__Work instructions__
List every character name that appears in the movie review excerpt below, leaving out the actors named in parentheses.
━━━━━ Extract to read ━━━━━
When Dan and Jessica go to an amusement park with happy memories for a romantic evening, they’re photographed smooching by a rude jerk who posts the shot on social media despite Dan’s objections—the guy even dumps a drink on Dan’s head, and though obviously angry he doesn’t retaliate.  That photo turns out to be disastrous, because it catches the eye of a group of assassins headed by ruthless meanie McCaffrey (Ciarán Hinds).  They come after Dan, with one (Lateef Crowder dos Santos) attacking him in a supermarket even though he’s carrying Max.  Big fight scene #1, which leaves the aisles in a shambles.

Why are they after Dan?  It turns out that he was once a member of the gang and went AWOL after finding out that their targets weren’t always the bad guys he was told they were, and the missions weren’t really government-sanctioned.  He’s never told his family about his past, and now hustles them into the family SUV for what he says is a surprise vacation in Las Vegas, despite their protestations.  Naturally the gang will be on their tail.

What follows is a predictable mixture of comedy and action, with Dan fending off attacks as they arise in ways that will keep the family from discovering his secret, and connecting not only with his wife but his surly older kids as opportunities allow.  He stops off, for instance, at the Iowa university where Trevor’s enrolled long enough to allow Nina to learn that he’s a cheating cad (and then teaching her a hold to leave him gasping in pain).  And he takes time to challenge Kyle to a laser tag match which he wins, but praises the boy for his skill.  Baby Max, by contrast, is treated merely as prop for reaction shots as he gleefully giggles watching his dad deal with the bad guys while his mother and older siblings are conveniently out of the picture.
━━━━━ Dataset entries ━━━━━
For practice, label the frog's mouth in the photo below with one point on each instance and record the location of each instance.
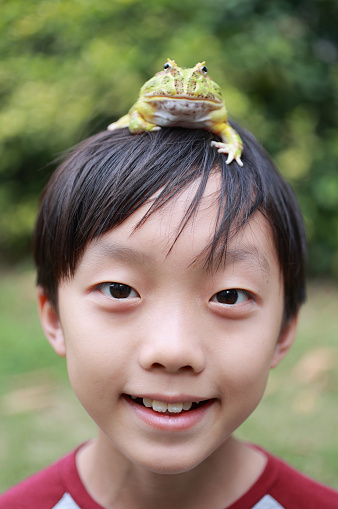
(163, 96)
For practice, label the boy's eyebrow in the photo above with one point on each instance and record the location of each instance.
(247, 253)
(118, 252)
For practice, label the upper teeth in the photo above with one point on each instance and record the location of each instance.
(161, 406)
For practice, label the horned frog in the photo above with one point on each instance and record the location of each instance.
(187, 98)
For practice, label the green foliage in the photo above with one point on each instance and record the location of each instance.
(70, 68)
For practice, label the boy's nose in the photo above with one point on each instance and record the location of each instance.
(173, 344)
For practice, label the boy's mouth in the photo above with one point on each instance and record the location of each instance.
(167, 408)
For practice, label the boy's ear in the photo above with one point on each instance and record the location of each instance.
(285, 341)
(50, 322)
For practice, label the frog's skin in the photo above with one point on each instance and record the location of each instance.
(186, 98)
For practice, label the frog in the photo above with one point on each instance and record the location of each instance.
(183, 97)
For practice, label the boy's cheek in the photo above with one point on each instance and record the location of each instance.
(285, 341)
(50, 323)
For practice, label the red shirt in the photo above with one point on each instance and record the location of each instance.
(279, 487)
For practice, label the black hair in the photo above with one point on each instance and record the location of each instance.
(110, 175)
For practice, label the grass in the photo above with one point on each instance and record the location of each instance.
(40, 418)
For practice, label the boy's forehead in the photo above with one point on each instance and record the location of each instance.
(129, 241)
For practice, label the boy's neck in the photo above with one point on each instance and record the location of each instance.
(116, 483)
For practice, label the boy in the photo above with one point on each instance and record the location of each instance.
(171, 282)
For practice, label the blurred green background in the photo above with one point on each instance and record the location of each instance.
(68, 69)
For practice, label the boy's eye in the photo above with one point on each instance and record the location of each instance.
(231, 297)
(118, 290)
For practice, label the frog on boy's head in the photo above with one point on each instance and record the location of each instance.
(183, 97)
(171, 282)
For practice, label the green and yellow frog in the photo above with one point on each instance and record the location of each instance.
(187, 98)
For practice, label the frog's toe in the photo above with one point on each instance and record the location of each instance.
(112, 126)
(239, 160)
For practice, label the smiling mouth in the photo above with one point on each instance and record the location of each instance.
(167, 408)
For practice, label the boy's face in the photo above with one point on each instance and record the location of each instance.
(137, 322)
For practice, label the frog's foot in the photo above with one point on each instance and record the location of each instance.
(226, 148)
(121, 122)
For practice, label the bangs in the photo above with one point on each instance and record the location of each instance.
(112, 174)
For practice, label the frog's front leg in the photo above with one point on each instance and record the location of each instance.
(231, 143)
(121, 122)
(140, 121)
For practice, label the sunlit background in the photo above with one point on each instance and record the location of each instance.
(67, 70)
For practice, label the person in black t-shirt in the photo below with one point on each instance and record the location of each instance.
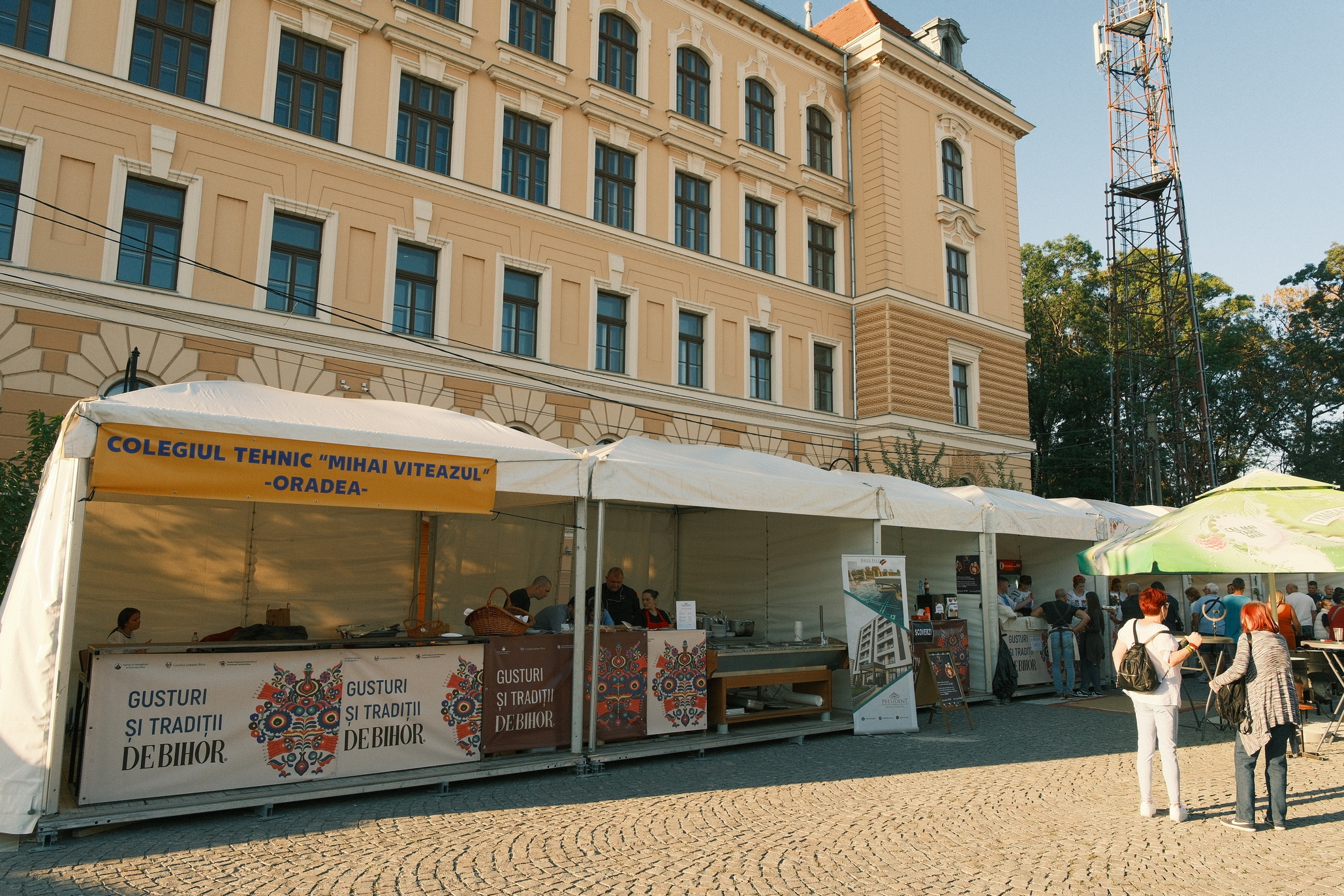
(539, 590)
(619, 598)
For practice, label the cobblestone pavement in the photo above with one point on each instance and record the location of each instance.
(1038, 799)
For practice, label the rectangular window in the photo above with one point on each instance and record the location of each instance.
(610, 332)
(823, 378)
(531, 26)
(760, 238)
(413, 296)
(296, 253)
(959, 280)
(761, 364)
(613, 187)
(446, 8)
(27, 25)
(425, 125)
(171, 46)
(520, 303)
(526, 157)
(693, 213)
(151, 234)
(961, 394)
(690, 363)
(11, 172)
(822, 256)
(308, 86)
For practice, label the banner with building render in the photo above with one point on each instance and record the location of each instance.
(881, 660)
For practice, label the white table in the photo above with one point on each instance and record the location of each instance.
(1334, 652)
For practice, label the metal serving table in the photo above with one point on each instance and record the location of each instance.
(749, 664)
(1334, 652)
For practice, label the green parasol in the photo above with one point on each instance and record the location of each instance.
(1261, 523)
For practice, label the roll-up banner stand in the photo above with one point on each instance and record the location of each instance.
(881, 660)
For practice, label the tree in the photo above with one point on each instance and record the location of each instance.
(19, 480)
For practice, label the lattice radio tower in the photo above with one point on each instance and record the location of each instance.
(1162, 445)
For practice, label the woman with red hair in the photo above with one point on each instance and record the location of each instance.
(1156, 713)
(1272, 714)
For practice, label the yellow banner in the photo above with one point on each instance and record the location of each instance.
(149, 460)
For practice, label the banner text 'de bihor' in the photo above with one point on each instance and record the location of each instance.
(151, 460)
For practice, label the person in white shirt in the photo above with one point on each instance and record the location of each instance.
(1304, 608)
(1156, 713)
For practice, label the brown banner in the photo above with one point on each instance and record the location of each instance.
(529, 692)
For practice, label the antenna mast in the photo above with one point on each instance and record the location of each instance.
(1162, 441)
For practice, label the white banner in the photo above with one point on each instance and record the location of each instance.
(163, 724)
(881, 660)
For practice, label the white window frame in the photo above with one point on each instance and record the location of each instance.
(642, 179)
(715, 208)
(31, 147)
(543, 304)
(973, 304)
(706, 312)
(526, 105)
(443, 271)
(837, 397)
(123, 168)
(629, 10)
(632, 326)
(330, 219)
(777, 365)
(350, 69)
(414, 67)
(693, 35)
(968, 354)
(125, 37)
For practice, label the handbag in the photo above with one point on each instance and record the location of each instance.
(1136, 671)
(1232, 698)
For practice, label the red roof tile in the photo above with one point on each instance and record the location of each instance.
(847, 23)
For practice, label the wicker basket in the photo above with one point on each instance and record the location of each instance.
(422, 629)
(491, 619)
━━━━━
__Exercise answer__
Dan, Jessica, McCaffrey, Max, Trevor, Nina, Kyle